- _Exercise directions_
Reproduce the entries below verbatim, starting at the line that contains "The component shall locate one point per instance of the person" and continuing through the last line of the entries, with both ends included.

- _The input_
· · · · ·

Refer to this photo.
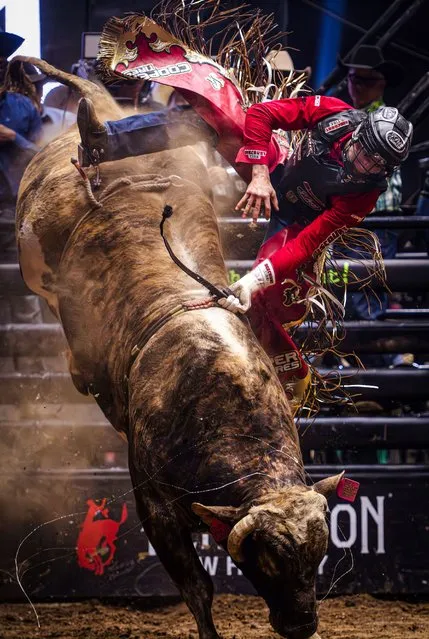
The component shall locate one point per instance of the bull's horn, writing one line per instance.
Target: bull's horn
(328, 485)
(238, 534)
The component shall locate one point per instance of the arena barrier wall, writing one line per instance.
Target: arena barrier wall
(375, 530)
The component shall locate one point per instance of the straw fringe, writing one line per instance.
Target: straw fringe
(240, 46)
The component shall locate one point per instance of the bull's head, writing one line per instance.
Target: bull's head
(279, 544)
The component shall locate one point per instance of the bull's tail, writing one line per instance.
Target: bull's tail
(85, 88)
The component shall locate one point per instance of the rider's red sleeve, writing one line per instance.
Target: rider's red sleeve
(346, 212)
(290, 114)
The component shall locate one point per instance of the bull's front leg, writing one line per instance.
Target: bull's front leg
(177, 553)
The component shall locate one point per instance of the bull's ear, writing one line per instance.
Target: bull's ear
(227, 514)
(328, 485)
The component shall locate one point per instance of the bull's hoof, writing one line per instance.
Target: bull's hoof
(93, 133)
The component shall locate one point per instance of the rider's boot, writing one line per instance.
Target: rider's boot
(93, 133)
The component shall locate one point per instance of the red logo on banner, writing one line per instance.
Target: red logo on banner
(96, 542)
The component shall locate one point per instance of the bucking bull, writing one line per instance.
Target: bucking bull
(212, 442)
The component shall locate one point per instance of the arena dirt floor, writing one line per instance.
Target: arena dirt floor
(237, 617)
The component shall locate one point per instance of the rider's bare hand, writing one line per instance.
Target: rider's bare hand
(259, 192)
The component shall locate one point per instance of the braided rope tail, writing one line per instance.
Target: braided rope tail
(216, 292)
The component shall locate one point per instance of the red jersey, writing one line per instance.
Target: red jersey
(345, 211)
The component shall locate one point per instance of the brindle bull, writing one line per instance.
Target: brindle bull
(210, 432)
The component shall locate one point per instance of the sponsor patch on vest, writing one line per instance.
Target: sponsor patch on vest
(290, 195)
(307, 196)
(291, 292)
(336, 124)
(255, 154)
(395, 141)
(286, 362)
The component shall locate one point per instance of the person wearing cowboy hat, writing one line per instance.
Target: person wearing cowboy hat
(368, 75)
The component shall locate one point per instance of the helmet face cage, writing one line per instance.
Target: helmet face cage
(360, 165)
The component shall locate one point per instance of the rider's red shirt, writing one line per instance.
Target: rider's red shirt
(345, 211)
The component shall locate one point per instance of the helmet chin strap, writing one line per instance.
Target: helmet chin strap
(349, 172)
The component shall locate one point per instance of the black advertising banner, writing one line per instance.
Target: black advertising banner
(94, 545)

· · · · ·

- _Answer_
The component shall locate one point per instance of the person wearing cowboy hat, writing one line per instance.
Target: person wearing cowboy hat
(368, 75)
The component shall locate one point per instance of the helmet face cage, writing one line per instance.
Target: helmet face cage
(360, 165)
The component shall locate one point per instance of the rider's red shirt, writing one line per instance.
Target: rider's red shirt
(345, 211)
The component shall locate one point per instance of the helmet chin strap, writing one line per instance.
Target: helmet chin strap
(349, 172)
The component shall locate one point per instance of the black advertising banner, writing one line per instance.
Target: black advertising banner
(94, 545)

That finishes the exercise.